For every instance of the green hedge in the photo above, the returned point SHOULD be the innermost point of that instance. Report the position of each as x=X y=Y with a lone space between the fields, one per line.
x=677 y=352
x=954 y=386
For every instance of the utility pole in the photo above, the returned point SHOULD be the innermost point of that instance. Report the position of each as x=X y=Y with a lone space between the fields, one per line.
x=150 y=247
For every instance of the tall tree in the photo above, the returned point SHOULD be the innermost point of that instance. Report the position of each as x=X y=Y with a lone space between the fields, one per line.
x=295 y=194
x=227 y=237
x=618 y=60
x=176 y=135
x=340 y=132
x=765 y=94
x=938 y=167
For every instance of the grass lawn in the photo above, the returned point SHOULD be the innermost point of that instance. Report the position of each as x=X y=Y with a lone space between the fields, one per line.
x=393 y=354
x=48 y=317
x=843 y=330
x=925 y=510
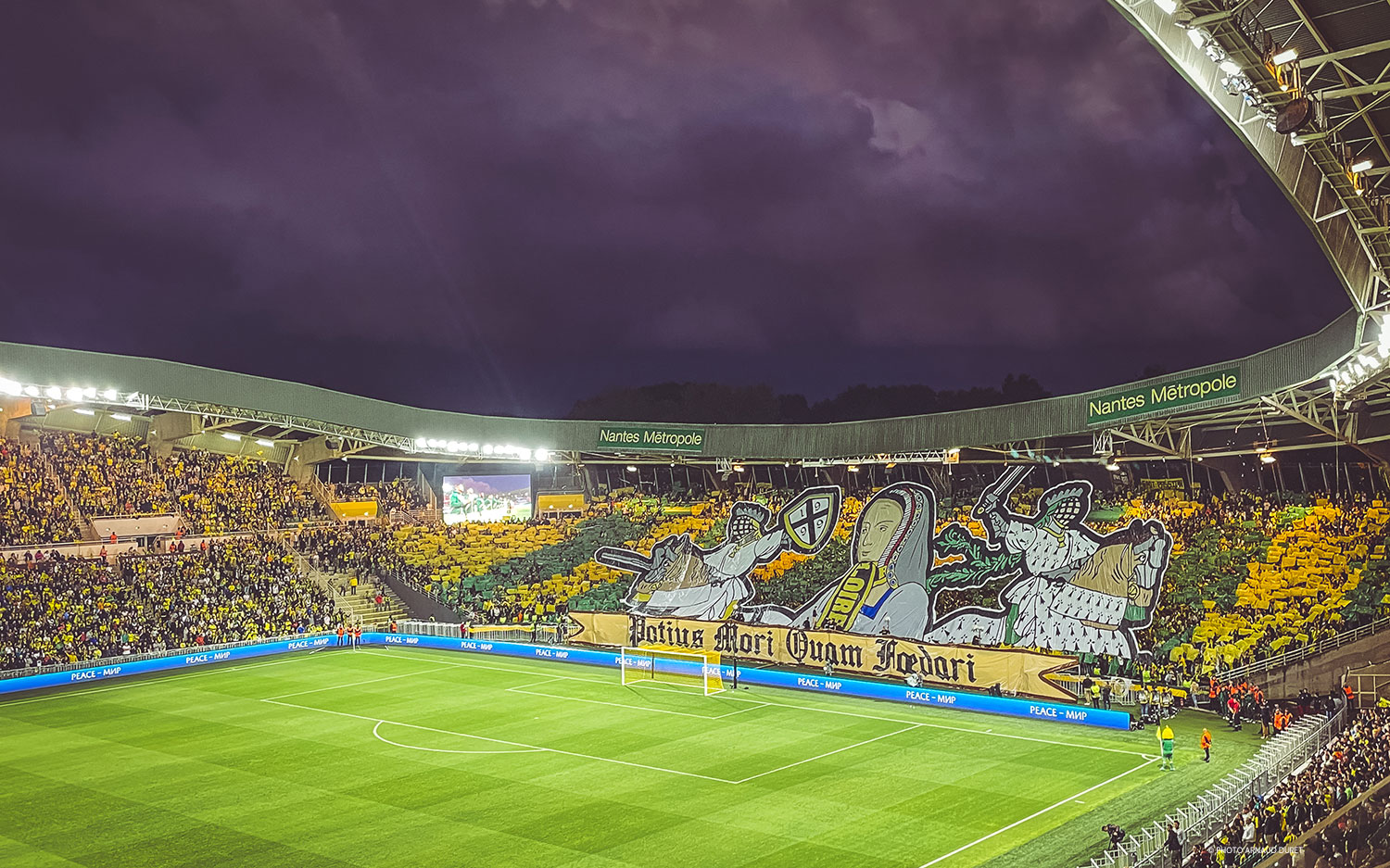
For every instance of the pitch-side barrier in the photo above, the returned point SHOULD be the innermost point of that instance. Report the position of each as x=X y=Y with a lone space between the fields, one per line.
x=122 y=667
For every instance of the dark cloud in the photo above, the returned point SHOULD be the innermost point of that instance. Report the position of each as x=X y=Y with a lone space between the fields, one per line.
x=503 y=206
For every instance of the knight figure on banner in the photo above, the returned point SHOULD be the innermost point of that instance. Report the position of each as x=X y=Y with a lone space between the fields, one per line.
x=1064 y=586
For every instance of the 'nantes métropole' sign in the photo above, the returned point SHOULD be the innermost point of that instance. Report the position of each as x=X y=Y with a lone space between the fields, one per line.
x=950 y=665
x=1162 y=397
x=652 y=437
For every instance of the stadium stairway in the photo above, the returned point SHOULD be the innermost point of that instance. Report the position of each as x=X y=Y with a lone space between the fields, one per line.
x=361 y=606
x=320 y=493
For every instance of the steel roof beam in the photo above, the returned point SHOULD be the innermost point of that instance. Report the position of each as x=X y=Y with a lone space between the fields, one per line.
x=1317 y=60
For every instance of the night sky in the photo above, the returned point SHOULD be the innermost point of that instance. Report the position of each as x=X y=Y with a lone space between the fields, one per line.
x=503 y=206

--------------------------------------------------

** What is needed **
After removing each picture, print the entries above exactly as they were.

** Response to this task **
For every instance of the green hedge in the photo above, the returned point SHOULD be the innermost point of that instance. Report the position of each as x=X y=Y with a lone space between the fields, one per line.
x=677 y=352
x=954 y=386
For every instance of the utility pole in the photo above, the returned point SHOULD be the innermost point of that instance. Report the position of each as x=X y=Y with a lone space between the fields, one per line.
x=150 y=247
For every instance of the tall tree in the photo above, the returned point SHOULD be the innermost point of that instance. Report the position of each as x=X y=Y with a lone space between the fields, one per line.
x=295 y=194
x=227 y=237
x=618 y=60
x=176 y=135
x=340 y=132
x=765 y=94
x=938 y=167
For every instance of the grass lawn in the photo above, the returned point SHOULD be the innermost point of that instance. Report the position of each as x=X y=Y with a lone space between the fields, one per line.
x=393 y=354
x=48 y=317
x=843 y=330
x=925 y=510
For every instance of the pitch-side barrier in the photo above, the returned point SHOULD be the innermost point of that instance. Report the position of each as x=X y=Y with a lone space between the fields, one per line.
x=122 y=667
For every instance of the dark cloud in the photo above, the returned point SHOULD be the innermost point of that instance. Report the position of each as x=X y=Y with a lone space between the fields, one per line.
x=503 y=206
For every instance of the knight figure on banner in the photo above, the returned point SHOULD be the innermost point of that instance. Report the position of each as x=X y=Y with a lone space between the fields, one per line.
x=1064 y=586
For every instance of the 'nantes métropole' sign in the photo above, the returned point SHOULD be the innermost point of that instance. Report the position of each as x=X y=Y with a lone space between the fields, one per line.
x=950 y=665
x=1162 y=397
x=652 y=437
For every instance of the stadium stairway in the photo above, the returned point SHOULD be the innermost point of that instance. Report the position of each as x=X y=Y with a lone space between the fields, one per line.
x=361 y=606
x=320 y=493
For every instance of the steel roof beam in the photo above, the returned point SHOULD be the innermost point of that instance. Report the position of each as x=X y=Y with a lone space between the fields, one per line.
x=1317 y=60
For every instance of the night sky in the photo above, the returned point SHOULD be the innermost point of that instance. Report the position of each as x=X y=Y with a lone space between the fields, one per line.
x=503 y=206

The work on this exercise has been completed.